**TRY IT:**
Working down the material below, reproduce exactly every line from the one containing "# locate held" to the last line, and only those.

**RECORDS FOR THIS EXERCISE:**
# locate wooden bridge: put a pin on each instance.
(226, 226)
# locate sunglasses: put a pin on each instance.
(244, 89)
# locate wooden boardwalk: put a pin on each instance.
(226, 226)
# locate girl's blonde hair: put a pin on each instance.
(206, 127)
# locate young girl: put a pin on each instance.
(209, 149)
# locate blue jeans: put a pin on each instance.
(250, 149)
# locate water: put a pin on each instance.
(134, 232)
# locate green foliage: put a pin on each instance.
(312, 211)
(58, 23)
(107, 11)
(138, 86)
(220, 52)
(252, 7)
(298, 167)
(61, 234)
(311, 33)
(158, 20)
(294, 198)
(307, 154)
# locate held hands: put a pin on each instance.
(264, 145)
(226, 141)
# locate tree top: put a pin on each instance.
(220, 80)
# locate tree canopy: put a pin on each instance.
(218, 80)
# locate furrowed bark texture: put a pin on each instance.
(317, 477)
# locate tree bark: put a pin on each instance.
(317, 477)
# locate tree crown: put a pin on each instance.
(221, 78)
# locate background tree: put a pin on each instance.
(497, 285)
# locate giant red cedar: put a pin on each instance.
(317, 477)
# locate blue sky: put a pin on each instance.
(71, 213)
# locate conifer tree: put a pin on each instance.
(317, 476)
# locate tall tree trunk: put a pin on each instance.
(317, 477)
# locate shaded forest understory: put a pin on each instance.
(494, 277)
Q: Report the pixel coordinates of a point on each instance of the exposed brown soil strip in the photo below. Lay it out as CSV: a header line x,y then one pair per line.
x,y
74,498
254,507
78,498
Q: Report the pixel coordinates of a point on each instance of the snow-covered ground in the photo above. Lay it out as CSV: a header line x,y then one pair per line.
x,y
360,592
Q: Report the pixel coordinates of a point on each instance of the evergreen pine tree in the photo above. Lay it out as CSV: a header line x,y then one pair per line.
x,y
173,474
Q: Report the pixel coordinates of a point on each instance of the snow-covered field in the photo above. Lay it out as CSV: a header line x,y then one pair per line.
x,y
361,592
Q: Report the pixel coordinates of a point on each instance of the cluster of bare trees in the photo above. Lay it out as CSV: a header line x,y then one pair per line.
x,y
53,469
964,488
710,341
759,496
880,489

**RESULT OF THE EXERCISE:**
# locate held hands: put a pin on each instance.
(264, 145)
(226, 141)
# locate tree top: put a pin on each instance.
(220, 80)
# locate tree canopy: put a pin on each instance.
(218, 80)
# locate furrowed bark texture: put a pin on each instance.
(317, 477)
# locate tree bark: put a pin on each instance.
(317, 477)
# locate tree crown: put a pin on each instance.
(221, 78)
# locate background tree: put a pin on each instance.
(497, 285)
# locate giant red cedar: put a pin on each instance.
(317, 477)
# locate blue sky: put a pin on each instance.
(71, 213)
# locate conifer tree: put a pin on each instance.
(317, 476)
# locate tall tree trunk: put a pin on each instance.
(317, 477)
# locate shaded forest understory: put a pin on each instance.
(494, 277)
Q: Report the pixel coordinates of a point on each instance of the exposed brown soil strip in the photo below. Lay it out as CSV: a header line x,y then one pair per line.
x,y
74,498
254,507
78,498
Q: Report the pixel coordinates of a point on each instance of the snow-covered ground in the photo above. Lay it out as CSV: a header line x,y then one pair per line.
x,y
360,592
Q: Report the pixel coordinates of a point on each instance of the evergreen pine tree in the photo above. Lay it out as CSV: a header line x,y then one pair per line.
x,y
173,474
Q: Report the pixel coordinates of a point on each instance of the snow-covered field in the photo above. Lay it out as CSV: a header line x,y then one pair per line.
x,y
361,592
Q: Report the pixel coordinates of a point on each instance of the cluster of bare trees in the photo above. Lay it out as CSV: a header line x,y then one pair per line.
x,y
53,469
964,488
710,341
759,496
880,489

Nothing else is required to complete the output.